- TEXT UNDER STUDY:

Toxicity in ChatGPT: Analyzing Persona-assigned Language Models
Ameet Deshpande*, Vishvak Murahari*, Tanmay Rajpurohit, Ashwin Kalyan, Karthik Narasimhan
Princeton University, Allen Institute for Artificial Intelligence, Georgia Institute of Technology
Summary
With the advent of powerful LLMs that are being personalized by companies for specific use cases, our team of researchers was interested in understanding how the behavior of the model depends on how it is customized. Specifically, we examined the affect of ChatGPT when it is assigned different personas using the system parameter. We found that the toxicity of ChatGPT highly depended on the persona it was assigned (up to 6x increase) and that it portrayed patterns of algorithmic discrimination towards certain demographics.
Our work was inspired by the blueprint for AI bill of rights that was released in October 2022, and we note that many LLMs released post that violate multiple provisions penned in it.
Our study had an impact on OpenAI's focus on personalization as a problem that needs to be studies carefully. We detail the timeline of events below.
Timeline of events
October 2022
Blueprint for an AI Bill of Rights is released by the White House. It details several provisions such as (a) Safe and Effective Systems and (b) Algorithmic Discrimination Protections which AI systems should follow.
November 2022
OpenAI releases ChatGPT.
December 2022
Our team of researchers begin analyzing the blueprint and testing compliance of LLMs.
March 2023
OpenAI makes ChatGPT API generally accesible, with multiple companies adopting it in production swiftly.
April 2023
Our team releases the first comprehensive toxicity analysis of ChatGPT by analyzing over half a million generations. Our findings show the perils of persona-assigned language models, which is a common practice while deploying these models. Our analysis points out that ChatGPT does not comply with the provisions in the blueprint.
April 2023
TechCrunch and VentureBeat feature our analysis and highlight the issue with companies blindly using ChatGPT API without any prior safety analysis.
April 2023
Several media houses like MarkTechPost, Mashable, Tech Xplore, Global Business Leaders Magazine, Gigazine, and Tech Times follow suit.
May 2023
CNBC features our article and highlights how layoffs have impacted toxicity research in industry.
May 2023
As a swift and direct impact of our research, OpenAI recognizes "personalization" as one of the key areas it is seeking inputs for governance rules.
June 2023
TechCrunch recognizes our work as a key milestone in the continued development of LLMs.

- TASK TO COMPLETE: Copy the page on ChatGPT toxicity word for word, from its title line through its last line. The records are separate material with no connection to the page on ChatGPT toxicity.

- DATA FOR REVIEW:

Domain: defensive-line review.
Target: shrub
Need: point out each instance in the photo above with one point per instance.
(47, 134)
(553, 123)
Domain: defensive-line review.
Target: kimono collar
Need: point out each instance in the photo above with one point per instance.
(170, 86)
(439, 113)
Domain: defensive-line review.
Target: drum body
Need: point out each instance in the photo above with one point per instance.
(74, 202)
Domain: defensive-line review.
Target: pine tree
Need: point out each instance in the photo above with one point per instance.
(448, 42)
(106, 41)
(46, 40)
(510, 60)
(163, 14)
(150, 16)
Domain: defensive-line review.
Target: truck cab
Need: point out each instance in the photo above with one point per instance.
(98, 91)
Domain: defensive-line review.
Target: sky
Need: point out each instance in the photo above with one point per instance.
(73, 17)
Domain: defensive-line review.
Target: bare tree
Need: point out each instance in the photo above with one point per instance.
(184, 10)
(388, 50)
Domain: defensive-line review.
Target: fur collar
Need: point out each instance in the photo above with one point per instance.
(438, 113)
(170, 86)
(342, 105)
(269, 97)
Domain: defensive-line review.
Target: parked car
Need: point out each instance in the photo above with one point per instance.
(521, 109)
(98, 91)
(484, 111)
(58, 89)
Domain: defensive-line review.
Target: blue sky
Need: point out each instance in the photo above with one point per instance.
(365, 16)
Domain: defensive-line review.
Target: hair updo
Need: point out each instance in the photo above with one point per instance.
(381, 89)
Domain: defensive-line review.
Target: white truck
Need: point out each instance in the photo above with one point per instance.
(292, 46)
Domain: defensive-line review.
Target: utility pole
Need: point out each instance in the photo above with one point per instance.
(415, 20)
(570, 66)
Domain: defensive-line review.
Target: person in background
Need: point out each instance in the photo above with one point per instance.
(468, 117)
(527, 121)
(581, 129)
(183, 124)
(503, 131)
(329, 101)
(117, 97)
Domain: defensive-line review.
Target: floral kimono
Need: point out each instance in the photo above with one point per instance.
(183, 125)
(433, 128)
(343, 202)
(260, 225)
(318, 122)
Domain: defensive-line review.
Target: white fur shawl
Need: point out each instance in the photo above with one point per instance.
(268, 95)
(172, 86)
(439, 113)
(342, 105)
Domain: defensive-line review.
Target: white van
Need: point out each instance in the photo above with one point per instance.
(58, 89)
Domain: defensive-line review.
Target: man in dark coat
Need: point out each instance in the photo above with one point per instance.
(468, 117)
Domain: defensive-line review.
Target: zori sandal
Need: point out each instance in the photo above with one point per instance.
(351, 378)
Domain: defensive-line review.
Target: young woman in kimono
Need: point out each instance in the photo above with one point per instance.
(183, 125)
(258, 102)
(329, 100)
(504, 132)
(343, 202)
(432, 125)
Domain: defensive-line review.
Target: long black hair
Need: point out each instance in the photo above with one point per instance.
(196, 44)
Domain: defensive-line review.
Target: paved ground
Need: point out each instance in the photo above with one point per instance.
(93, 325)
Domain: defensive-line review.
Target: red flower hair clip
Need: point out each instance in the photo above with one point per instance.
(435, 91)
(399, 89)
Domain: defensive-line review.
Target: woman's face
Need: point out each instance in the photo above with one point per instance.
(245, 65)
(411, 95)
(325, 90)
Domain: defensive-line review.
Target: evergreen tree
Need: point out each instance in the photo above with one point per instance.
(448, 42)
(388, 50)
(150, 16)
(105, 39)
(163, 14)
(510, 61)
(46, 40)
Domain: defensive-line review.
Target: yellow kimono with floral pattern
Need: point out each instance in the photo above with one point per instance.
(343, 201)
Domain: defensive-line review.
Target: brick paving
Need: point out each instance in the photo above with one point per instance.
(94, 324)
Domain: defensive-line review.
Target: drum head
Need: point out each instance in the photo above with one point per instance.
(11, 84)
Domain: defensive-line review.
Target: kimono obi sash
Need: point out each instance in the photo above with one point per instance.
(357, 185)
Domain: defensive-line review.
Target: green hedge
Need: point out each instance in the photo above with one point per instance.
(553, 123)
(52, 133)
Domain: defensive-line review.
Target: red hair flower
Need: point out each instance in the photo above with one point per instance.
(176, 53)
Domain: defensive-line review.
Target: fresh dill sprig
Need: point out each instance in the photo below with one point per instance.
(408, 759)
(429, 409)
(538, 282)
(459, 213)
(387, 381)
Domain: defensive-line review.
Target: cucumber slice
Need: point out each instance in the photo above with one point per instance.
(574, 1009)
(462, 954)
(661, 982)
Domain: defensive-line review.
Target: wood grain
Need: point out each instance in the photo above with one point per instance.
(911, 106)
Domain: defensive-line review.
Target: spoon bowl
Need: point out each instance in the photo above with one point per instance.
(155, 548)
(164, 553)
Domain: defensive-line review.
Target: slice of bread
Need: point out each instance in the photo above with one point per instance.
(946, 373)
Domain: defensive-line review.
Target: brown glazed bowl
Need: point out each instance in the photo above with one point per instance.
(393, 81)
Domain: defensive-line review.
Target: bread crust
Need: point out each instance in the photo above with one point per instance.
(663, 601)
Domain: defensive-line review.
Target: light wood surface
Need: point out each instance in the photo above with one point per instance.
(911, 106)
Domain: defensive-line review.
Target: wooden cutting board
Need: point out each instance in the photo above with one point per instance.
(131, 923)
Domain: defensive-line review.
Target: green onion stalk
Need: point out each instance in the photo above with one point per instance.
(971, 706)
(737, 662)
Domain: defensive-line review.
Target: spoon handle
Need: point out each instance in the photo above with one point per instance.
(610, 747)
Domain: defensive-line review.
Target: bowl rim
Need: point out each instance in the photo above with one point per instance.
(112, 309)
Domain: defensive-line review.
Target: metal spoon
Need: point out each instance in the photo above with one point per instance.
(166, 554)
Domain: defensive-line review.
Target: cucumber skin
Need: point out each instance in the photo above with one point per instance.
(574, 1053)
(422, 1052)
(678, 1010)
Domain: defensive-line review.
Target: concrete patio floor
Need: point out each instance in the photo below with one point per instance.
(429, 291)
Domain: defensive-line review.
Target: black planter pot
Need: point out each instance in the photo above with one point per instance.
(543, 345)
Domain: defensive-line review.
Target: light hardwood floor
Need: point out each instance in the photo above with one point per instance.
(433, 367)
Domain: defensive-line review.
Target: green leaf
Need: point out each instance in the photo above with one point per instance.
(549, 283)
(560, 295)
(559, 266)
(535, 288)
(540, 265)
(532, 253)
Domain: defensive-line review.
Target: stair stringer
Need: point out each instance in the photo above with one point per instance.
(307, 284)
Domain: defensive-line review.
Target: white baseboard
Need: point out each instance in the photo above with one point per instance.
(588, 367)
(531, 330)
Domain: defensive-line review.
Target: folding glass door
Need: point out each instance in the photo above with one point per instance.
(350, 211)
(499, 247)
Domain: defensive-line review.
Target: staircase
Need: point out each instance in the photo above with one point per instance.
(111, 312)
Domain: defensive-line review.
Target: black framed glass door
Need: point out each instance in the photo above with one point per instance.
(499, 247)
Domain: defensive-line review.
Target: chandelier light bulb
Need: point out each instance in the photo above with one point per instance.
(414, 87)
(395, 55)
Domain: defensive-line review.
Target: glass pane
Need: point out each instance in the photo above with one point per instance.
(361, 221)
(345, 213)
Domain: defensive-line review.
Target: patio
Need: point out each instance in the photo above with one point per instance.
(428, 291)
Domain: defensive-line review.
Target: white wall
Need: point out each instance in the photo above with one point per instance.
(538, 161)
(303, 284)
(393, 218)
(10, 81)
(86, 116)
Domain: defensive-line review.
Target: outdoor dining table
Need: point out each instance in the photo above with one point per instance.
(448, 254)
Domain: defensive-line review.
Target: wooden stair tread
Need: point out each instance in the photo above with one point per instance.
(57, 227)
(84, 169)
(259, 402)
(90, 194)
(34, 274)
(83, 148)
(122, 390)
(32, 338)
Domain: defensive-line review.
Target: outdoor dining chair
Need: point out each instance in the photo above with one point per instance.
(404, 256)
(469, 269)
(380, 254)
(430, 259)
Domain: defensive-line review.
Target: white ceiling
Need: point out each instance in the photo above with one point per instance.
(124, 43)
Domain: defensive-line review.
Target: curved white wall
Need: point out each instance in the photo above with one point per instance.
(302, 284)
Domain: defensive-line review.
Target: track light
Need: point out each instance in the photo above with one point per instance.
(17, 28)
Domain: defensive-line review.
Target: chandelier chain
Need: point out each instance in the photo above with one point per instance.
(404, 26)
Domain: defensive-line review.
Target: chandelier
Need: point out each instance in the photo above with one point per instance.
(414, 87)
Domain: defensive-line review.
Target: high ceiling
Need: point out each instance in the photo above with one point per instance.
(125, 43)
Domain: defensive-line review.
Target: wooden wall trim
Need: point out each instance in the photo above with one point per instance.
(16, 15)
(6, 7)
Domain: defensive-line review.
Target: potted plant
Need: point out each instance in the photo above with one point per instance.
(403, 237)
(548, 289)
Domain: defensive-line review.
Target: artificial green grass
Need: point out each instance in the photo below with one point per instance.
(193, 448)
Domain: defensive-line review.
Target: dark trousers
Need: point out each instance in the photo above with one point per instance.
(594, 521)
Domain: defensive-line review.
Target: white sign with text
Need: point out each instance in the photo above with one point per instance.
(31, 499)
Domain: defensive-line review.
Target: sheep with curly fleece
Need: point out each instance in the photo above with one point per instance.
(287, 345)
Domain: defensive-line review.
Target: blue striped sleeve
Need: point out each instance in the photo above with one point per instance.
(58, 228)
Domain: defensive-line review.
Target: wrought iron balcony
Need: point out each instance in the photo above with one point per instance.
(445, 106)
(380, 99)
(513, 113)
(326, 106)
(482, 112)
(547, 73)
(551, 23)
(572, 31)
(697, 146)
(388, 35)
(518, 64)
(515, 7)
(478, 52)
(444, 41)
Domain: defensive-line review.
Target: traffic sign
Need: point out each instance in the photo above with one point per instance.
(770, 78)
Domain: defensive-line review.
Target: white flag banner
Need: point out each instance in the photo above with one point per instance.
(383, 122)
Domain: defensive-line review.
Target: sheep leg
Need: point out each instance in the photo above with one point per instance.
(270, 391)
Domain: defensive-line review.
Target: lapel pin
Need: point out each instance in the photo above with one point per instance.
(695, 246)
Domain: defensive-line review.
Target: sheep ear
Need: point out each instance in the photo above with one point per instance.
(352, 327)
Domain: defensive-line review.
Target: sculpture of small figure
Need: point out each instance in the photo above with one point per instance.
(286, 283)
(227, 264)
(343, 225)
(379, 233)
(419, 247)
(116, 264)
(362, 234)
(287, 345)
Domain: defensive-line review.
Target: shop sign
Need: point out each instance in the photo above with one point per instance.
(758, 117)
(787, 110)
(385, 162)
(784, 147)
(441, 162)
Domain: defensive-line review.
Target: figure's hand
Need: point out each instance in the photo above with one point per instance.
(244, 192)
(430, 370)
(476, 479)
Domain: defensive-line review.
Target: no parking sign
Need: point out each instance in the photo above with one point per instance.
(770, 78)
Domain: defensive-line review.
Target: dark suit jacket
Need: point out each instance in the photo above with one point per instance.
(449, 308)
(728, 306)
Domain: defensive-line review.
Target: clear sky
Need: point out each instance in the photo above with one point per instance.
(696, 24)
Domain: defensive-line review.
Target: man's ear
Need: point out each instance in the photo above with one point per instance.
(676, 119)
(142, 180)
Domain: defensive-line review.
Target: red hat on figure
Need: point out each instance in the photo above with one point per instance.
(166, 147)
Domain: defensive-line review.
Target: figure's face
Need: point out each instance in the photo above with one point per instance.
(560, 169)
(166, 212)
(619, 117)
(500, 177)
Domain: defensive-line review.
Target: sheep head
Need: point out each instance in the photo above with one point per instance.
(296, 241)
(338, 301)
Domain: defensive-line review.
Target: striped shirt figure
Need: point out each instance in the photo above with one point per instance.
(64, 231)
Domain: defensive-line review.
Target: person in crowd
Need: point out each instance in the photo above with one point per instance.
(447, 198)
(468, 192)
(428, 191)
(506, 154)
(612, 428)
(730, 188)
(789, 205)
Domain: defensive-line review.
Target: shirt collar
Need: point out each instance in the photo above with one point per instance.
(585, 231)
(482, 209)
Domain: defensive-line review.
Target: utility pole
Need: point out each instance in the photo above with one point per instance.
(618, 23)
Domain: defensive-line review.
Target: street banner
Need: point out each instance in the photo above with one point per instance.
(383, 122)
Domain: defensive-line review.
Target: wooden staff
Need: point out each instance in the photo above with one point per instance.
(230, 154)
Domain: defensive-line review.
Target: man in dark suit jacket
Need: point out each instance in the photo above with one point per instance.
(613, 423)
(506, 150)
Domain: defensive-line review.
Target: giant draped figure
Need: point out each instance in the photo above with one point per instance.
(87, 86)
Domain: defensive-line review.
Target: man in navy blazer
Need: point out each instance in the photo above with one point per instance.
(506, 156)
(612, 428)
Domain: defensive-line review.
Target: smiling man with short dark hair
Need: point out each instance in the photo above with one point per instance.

- SOLUTION TO THIS TASK:
Toxicity in ChatGPT: Analyzing Persona-assigned Language Models
Ameet Deshpande*, Vishvak Murahari*, Tanmay Rajpurohit, Ashwin Kalyan, Karthik Narasimhan
Princeton University, Allen Institute for Artificial Intelligence, Georgia Institute of Technology
Summary
With the advent of powerful LLMs that are being personalized by companies for specific use cases, our team of researchers was interested in understanding how the behavior of the model depends on how it is customized. Specifically, we examined the affect of ChatGPT when it is assigned different personas using the system parameter. We found that the toxicity of ChatGPT highly depended on the persona it was assigned (up to 6x increase) and that it portrayed patterns of algorithmic discrimination towards certain demographics.
Our work was inspired by the blueprint for AI bill of rights that was released in October 2022, and we note that many LLMs released post that violate multiple provisions penned in it.
Our study had an impact on OpenAI's focus on personalization as a problem that needs to be studies carefully. We detail the timeline of events below.
Timeline of events
October 2022
Blueprint for an AI Bill of Rights is released by the White House. It details several provisions such as (a) Safe and Effective Systems and (b) Algorithmic Discrimination Protections which AI systems should follow.
November 2022
OpenAI releases ChatGPT.
December 2022
Our team of researchers begin analyzing the blueprint and testing compliance of LLMs.
March 2023
OpenAI makes ChatGPT API generally accesible, with multiple companies adopting it in production swiftly.
April 2023
Our team releases the first comprehensive toxicity analysis of ChatGPT by analyzing over half a million generations. Our findings show the perils of persona-assigned language models, which is a common practice while deploying these models. Our analysis points out that ChatGPT does not comply with the provisions in the blueprint.
April 2023
TechCrunch and VentureBeat feature our analysis and highlight the issue with companies blindly using ChatGPT API without any prior safety analysis.
April 2023
Several media houses like MarkTechPost, Mashable, Tech Xplore, Global Business Leaders Magazine, Gigazine, and Tech Times follow suit.
May 2023
CNBC features our article and highlights how layoffs have impacted toxicity research in industry.
May 2023
As a swift and direct impact of our research, OpenAI recognizes "personalization" as one of the key areas it is seeking inputs for governance rules.
June 2023
TechCrunch recognizes our work as a key milestone in the continued development of LLMs.